## Instruction
In the material below, change "Mark it with a point" to "Indicate it with a point" wherever it occurs, and leave everything else untouched.

# Start of Working data

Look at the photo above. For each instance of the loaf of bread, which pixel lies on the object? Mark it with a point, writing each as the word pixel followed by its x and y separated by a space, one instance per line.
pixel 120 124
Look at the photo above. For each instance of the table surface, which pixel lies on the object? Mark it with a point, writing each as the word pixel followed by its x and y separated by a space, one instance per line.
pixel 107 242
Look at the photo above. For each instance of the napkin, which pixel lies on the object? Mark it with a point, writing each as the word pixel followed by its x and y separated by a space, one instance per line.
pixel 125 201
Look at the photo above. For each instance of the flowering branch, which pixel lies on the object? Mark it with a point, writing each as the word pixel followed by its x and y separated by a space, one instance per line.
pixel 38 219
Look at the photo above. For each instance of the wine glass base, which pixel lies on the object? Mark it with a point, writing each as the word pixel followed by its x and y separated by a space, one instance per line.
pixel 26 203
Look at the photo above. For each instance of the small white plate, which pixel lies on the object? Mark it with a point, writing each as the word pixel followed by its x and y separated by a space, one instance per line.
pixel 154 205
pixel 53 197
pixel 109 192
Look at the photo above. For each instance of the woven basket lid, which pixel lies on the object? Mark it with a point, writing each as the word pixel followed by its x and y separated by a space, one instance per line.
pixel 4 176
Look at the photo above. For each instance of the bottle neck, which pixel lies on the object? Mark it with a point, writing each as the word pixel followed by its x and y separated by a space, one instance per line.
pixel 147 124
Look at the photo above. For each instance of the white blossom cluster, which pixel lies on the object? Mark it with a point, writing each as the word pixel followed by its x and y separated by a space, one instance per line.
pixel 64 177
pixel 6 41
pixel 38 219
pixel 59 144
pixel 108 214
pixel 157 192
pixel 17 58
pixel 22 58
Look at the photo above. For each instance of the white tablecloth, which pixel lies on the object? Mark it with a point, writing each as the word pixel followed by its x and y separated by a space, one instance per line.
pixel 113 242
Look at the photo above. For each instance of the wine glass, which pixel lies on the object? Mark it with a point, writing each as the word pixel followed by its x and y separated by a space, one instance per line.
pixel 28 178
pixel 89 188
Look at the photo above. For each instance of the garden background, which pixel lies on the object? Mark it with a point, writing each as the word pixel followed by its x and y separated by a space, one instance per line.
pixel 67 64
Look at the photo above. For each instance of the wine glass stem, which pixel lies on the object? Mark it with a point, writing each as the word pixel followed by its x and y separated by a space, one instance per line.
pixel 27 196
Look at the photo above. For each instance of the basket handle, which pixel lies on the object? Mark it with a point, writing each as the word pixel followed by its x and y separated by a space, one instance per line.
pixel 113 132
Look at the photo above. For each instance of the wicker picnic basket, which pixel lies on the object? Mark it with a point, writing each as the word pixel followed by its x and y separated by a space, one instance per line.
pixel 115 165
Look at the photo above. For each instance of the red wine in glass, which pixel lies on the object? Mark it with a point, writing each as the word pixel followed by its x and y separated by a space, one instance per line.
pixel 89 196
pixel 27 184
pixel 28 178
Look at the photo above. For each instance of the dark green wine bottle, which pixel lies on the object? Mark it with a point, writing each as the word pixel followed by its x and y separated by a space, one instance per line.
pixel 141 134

# End of Working data

## Reply
Look at the photo above. For each instance of the loaf of bread, which pixel lies on the object? Indicate it with a point, writing each as the word pixel followed by its x and y separated by a space, one instance per line.
pixel 120 124
Look at the photo above. For each instance of the table surface, which pixel lies on the object? Indicate it with a point, writing each as the word pixel followed by its x and y separated by a space, one instance per line.
pixel 107 242
Look at the photo above. For each instance of the napkin, which pixel lies on the object? Indicate it with a point, writing each as the word pixel followed by its x and y separated by a space, one instance per line.
pixel 125 201
Look at the photo above. For each instance of the flowering branch, which pixel lies on the object? Indicate it with a point, writing each as the word pixel followed by its x and y separated by a space, one instance per line.
pixel 38 219
Look at the photo above. For each instance of the wine glass base, which pixel lies on the object? Indicate it with a point, writing each as the word pixel followed by its x and y separated by a space, one instance per line.
pixel 26 203
Look at the photo above. For each instance of the small white plate, which pixel lies on the object? Indicate it with a point, writing each as the word pixel followed by its x and y separated by a space, one instance per line.
pixel 154 205
pixel 53 197
pixel 109 192
Look at the photo above. For each instance of the woven basket lid, which pixel lies on the object? Indicate it with a point, writing each as the word pixel followed by its x and y separated by a space, one instance per line.
pixel 4 176
Look at the photo above. For each instance of the bottle neck, which pixel lies on the object? Indicate it with a point, writing each as the word pixel followed by its x and y separated by a space, one instance per line.
pixel 147 124
Look at the photo above. For each instance of the white blossom cluster, which pixel lies on the object? Indicate it with a point, writing each as the word pixel followed by its x and y separated by a space, one instance per line.
pixel 64 177
pixel 6 41
pixel 38 219
pixel 59 144
pixel 108 214
pixel 157 192
pixel 17 58
pixel 22 58
Look at the photo above. For each instance of the white tablecloth, which pixel lies on the object? Indicate it with a point, writing each as the word pixel followed by its x and y separated by a space, one instance per line.
pixel 113 242
Look at the photo above. For each instance of the wine glass, which pixel lies on the object? Indicate it with a point, writing each as the word pixel followed by its x and y separated by a space, one instance per line.
pixel 28 178
pixel 89 188
Look at the photo above. For each instance of the garden background, which pixel lies on the object? Indicate it with a point, writing each as the word pixel followed by its x and y separated by a space, one instance per line.
pixel 67 64
Look at the photo above. For each instance of the wine glass stem, which pixel lies on the object? Indicate it with a point, writing each as the word pixel followed by its x and y separated by a space, one instance per line.
pixel 27 196
Look at the photo above. For each instance of the basket handle, which pixel lies on the object? Indicate it with a point, writing each as the word pixel followed by its x and y separated by a space, one instance per line.
pixel 113 132
Look at the photo above. For each instance of the wicker picnic basket, which pixel lies on the object? Indicate it with a point, writing each as the word pixel followed by its x and y separated by a space, one instance per line.
pixel 115 165
Look at the photo above. For each instance of the red wine in glass, which pixel lies on the object? Indicate it with a point, writing each as the word pixel followed by its x and y separated by a space, one instance per line.
pixel 89 196
pixel 27 184
pixel 28 178
Look at the photo above. For each instance of the dark green wine bottle, which pixel lies on the object? Indicate it with a point, writing each as the word pixel followed by its x and y separated by a space, one instance per line.
pixel 141 134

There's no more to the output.